[TESTO ESTRATTO]
__________

Drammatica la situazione dell’Honduras la cui economia si basa sulle esportazioni del caffè verso Unione Europea (59%) e Stati Uniti (21%) oltre che sulle maquilas (zone manifatturiere per investitori stranieri con regime fiscale di favore), sulle rimesse degli emigrati e sul turismo. Tutti settori colpiti duramente dalla pandemia. Secondo il Bid, citato nello studio cubano, l’Honduras sperimenterà la peggiore crisi sociosanitaria per non aver stabilito nessun controllo epidemiologico alle frontiere, non aver approntato ospedali né indennizzato le persone colpite dalla crisi. Con un tasso di lavoro informale addirittura superiore all’80% combinato con alti livelli di povertà e disuguaglianza, si prevedono enormi sofferenze nell’eventualità molto probabile di una crisi prolungata.

__________

[DATI MOSTRATI]
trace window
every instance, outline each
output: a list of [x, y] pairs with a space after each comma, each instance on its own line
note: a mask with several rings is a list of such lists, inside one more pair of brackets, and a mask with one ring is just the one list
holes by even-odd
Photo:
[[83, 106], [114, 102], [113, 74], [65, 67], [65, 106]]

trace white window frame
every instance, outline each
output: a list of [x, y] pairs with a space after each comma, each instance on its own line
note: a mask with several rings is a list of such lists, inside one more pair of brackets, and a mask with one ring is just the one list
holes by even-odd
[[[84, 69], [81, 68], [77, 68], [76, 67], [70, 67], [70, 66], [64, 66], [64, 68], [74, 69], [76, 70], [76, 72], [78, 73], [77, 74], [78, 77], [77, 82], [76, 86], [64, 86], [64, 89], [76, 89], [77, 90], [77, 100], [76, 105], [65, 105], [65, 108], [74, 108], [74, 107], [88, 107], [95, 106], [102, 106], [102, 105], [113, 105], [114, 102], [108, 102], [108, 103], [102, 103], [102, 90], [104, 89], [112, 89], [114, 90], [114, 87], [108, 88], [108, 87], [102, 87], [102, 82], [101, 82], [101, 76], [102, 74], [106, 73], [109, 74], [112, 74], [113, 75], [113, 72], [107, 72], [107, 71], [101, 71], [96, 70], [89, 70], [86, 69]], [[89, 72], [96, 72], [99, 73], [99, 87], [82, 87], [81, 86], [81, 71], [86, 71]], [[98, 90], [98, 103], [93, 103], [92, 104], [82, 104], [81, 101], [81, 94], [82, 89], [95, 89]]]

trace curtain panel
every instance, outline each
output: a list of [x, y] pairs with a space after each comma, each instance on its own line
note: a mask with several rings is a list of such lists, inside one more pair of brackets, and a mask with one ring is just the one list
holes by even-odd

__________

[CONSEGNA A]
Rispondi a queste domande sul testo sull'Honduras:
(i) Quale quota delle esportazioni di caffè dell'Honduras va verso l'Unione Europea?
(ii) Secondo il Bid, quali tre misure l'Honduras non ha preso?
(iii) A quanto ammonta il tasso di lavoro informale indicato nel testo?
[CONSEGNA B]
Prosegui il testo sull'Honduras dopo la sua ultima frase.

[RISULTATO A]
(i) Il 59%.
(ii) Non ha stabilito nessun controllo epidemiologico alle frontiere, non ha approntato ospedali e non ha indennizzato le persone colpite dalla crisi.
(iii) È superiore all'80%.

[RISULTATO B]
In Nicaragua, la presidenza di Daniel Ortega, l’unica dell’area a presentare caratteri apertamente dittatoriali e dunque sottratta alla necessità di rendere conto alla propria opinione pubblica, in un primo tempo ha affrontato il Covid-19 semplicemente negandolo, poi bollandolo come “una malattia dei ricchi”, promuovendo in piena prima ondata addirittura una manifestazione di massa chiamata “L’amore al tempo del Covid” e incoraggiando la popolazione ad affollare le spiagge in occasione della settimana di Pasqua. Ma soprattutto gestendo la crisi in modo non trasparente e fornendo dati che a detta di tutte le agenzie specializzate hanno ben scarsa credibilità. Di fronte all’evidenza dei contagi, che vengono sistematicamente sottostimati nei dati ufficiali, e dei decessi, che vengono attribuiti altrettanto sistematicamente a cause diverse, il governo ha acquisito vaccini cinesi e russi e accettato 100 milioni dal Bid per il rafforzamento della campagna vaccinale. Che viene peraltro criticata per mancanza di trasparenza e per un’impostazione di tipo clientelare. Non è stato deliberato alcun indennizzo per nessuna categoria economica.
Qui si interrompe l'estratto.